→ **Work to complete**
In the records below, locate the line containing "Target: dark trousers", then extract it and all following lines exactly, ending with the last line.

• • • • • • •

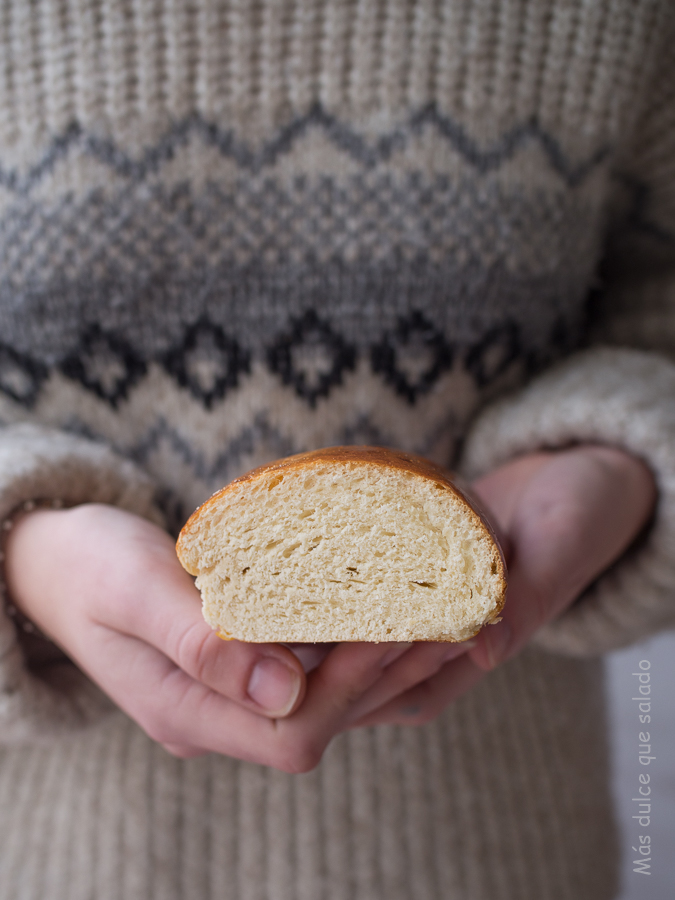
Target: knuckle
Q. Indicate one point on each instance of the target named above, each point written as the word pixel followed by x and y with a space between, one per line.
pixel 192 653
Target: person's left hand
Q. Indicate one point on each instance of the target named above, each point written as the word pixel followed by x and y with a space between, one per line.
pixel 565 517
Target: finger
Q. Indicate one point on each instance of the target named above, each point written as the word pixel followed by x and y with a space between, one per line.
pixel 427 700
pixel 574 518
pixel 420 662
pixel 183 751
pixel 334 689
pixel 184 715
pixel 266 678
pixel 178 711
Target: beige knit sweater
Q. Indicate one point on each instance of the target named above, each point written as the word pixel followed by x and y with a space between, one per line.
pixel 235 230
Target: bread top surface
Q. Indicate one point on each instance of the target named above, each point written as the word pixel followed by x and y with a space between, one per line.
pixel 347 455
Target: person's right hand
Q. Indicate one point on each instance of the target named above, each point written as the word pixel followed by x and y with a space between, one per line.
pixel 107 587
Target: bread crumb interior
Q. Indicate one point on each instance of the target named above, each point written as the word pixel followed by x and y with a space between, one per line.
pixel 341 553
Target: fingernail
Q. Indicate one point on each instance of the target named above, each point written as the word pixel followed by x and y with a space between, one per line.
pixel 395 653
pixel 497 640
pixel 457 649
pixel 274 686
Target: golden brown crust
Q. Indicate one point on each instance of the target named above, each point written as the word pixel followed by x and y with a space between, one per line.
pixel 354 455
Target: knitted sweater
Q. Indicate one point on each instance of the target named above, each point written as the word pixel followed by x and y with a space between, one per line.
pixel 230 231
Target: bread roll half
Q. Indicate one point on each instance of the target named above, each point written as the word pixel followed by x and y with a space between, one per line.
pixel 344 544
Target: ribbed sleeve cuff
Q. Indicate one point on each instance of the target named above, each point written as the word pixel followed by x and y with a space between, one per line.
pixel 626 399
pixel 38 463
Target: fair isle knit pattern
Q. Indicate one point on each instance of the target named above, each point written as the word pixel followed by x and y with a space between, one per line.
pixel 235 230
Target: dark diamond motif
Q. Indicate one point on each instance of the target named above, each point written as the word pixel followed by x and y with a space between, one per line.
pixel 494 353
pixel 311 358
pixel 412 358
pixel 104 364
pixel 208 362
pixel 20 376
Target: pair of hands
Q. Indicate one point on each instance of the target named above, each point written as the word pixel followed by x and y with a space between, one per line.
pixel 107 587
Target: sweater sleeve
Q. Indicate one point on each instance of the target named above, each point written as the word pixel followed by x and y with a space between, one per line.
pixel 619 391
pixel 39 463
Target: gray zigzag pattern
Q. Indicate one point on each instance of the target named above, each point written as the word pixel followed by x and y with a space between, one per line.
pixel 259 433
pixel 339 133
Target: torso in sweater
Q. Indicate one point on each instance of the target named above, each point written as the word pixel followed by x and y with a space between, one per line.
pixel 237 232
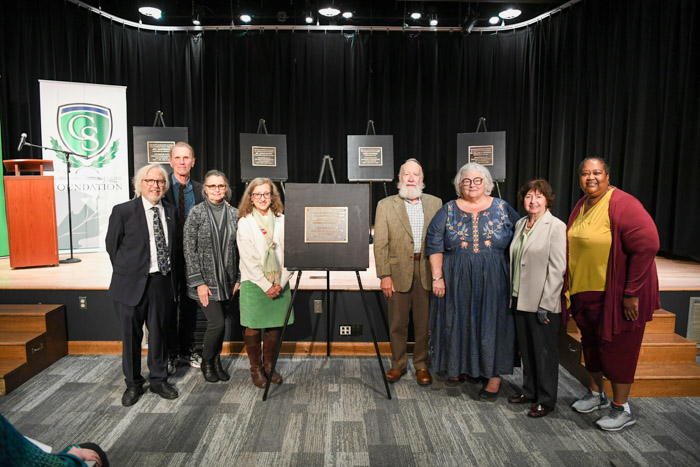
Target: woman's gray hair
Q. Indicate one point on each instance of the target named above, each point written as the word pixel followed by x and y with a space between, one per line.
pixel 471 166
pixel 217 173
pixel 141 174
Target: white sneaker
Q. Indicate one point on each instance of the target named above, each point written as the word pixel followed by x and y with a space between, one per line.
pixel 194 359
pixel 616 419
pixel 589 403
pixel 172 365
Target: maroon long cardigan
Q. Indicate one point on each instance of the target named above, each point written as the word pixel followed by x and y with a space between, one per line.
pixel 631 267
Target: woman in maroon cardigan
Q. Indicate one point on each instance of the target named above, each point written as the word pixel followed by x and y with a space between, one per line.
pixel 613 288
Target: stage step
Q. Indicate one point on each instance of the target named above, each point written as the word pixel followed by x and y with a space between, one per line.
pixel 32 338
pixel 661 348
pixel 666 365
pixel 664 322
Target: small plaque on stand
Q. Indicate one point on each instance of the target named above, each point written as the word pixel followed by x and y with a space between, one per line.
pixel 159 151
pixel 263 156
pixel 487 148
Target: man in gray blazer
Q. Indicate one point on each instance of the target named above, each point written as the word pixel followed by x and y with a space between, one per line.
pixel 185 193
pixel 400 228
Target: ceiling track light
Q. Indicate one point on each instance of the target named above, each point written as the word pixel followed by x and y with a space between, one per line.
pixel 329 11
pixel 510 13
pixel 153 12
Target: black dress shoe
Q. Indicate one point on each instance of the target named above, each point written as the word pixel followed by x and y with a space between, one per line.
pixel 539 410
pixel 519 399
pixel 165 390
pixel 132 395
pixel 488 395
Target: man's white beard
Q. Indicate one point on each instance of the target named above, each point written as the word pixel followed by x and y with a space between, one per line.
pixel 410 192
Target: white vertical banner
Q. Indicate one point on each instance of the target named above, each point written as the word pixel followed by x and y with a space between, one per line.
pixel 89 120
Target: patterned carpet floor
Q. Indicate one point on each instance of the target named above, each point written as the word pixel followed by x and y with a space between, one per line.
pixel 335 412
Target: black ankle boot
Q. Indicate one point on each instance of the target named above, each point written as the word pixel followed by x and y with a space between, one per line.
pixel 219 370
pixel 209 372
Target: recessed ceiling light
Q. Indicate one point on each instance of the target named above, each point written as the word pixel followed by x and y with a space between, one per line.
pixel 150 11
pixel 329 11
pixel 510 13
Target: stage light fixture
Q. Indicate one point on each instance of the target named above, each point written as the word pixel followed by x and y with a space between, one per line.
pixel 510 13
pixel 153 12
pixel 329 11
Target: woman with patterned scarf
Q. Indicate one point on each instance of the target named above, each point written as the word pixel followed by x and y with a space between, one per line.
pixel 213 278
pixel 265 294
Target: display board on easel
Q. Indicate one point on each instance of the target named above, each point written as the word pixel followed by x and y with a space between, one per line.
pixel 263 155
pixel 326 226
pixel 487 148
pixel 152 144
pixel 370 158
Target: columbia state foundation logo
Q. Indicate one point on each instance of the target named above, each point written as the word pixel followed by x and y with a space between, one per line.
pixel 85 129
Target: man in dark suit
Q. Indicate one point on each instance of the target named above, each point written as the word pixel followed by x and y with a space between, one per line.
pixel 139 241
pixel 185 193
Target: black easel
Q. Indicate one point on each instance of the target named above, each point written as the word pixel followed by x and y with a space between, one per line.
pixel 286 322
pixel 66 155
pixel 327 162
pixel 482 122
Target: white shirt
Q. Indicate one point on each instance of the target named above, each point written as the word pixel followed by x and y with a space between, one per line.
pixel 147 206
pixel 251 248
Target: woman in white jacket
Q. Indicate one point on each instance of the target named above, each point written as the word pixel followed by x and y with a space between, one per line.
pixel 537 265
pixel 265 294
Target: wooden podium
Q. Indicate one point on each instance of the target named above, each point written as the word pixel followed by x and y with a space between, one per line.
pixel 31 213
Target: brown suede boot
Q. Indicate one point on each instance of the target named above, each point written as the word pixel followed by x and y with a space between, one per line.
pixel 272 338
pixel 252 348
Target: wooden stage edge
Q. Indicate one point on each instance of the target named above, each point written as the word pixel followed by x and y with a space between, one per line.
pixel 94 272
pixel 295 349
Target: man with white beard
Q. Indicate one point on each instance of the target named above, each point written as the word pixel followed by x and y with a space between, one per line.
pixel 400 228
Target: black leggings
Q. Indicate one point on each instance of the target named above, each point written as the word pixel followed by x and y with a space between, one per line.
pixel 214 335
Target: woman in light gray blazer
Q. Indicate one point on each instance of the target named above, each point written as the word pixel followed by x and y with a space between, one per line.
pixel 537 265
pixel 211 261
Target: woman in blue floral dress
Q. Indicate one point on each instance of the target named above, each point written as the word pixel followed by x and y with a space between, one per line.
pixel 472 331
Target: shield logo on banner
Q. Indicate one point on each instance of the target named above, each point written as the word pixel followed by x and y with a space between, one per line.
pixel 85 129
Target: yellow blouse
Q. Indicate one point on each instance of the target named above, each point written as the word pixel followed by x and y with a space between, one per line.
pixel 590 239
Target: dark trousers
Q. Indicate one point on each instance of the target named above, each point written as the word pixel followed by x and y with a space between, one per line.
pixel 539 350
pixel 416 300
pixel 153 309
pixel 182 321
pixel 216 323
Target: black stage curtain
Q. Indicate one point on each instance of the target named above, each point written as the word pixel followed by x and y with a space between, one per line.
pixel 616 79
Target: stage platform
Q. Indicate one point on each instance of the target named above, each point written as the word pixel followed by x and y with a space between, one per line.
pixel 83 289
pixel 94 273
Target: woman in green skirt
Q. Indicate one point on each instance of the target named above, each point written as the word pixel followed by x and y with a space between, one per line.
pixel 265 294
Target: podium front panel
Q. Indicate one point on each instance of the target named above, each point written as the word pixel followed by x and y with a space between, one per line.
pixel 31 221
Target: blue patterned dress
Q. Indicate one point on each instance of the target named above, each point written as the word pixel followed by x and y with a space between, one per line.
pixel 471 328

• • • • • • •

→ **Response to this exercise**
Target: dark trousers
Q. Indicate one point on each instance of the target named above, each point written as the word pixel followed by x and y with a space between, one per line.
pixel 539 350
pixel 416 300
pixel 153 309
pixel 182 321
pixel 216 323
Target: black stage curtain
Q. Indicate one point on each instance of the target named above, each point written as the word pixel followed by x and y with a space between, one per line.
pixel 616 79
Target: stage platform
Q. Indicate one point on each instance of the target named above, each point written as the word pixel followed by x and y with a space between, one per line.
pixel 83 289
pixel 94 273
Target: woman in green skirt
Q. Indicate one point on each instance of the target named above, each point written as the word pixel followed by x and y with a space between, one per line.
pixel 265 294
Target: podium front panel
Q. Indicate one point on each instance of the target named above, each point written as the word pixel followed by x and y with a space between, one per line.
pixel 31 221
Target: blue patterned dress
Q. Indicate one point on each instance of the target named above, each point written as the word pixel followed by x and y with a space between, one per line.
pixel 471 328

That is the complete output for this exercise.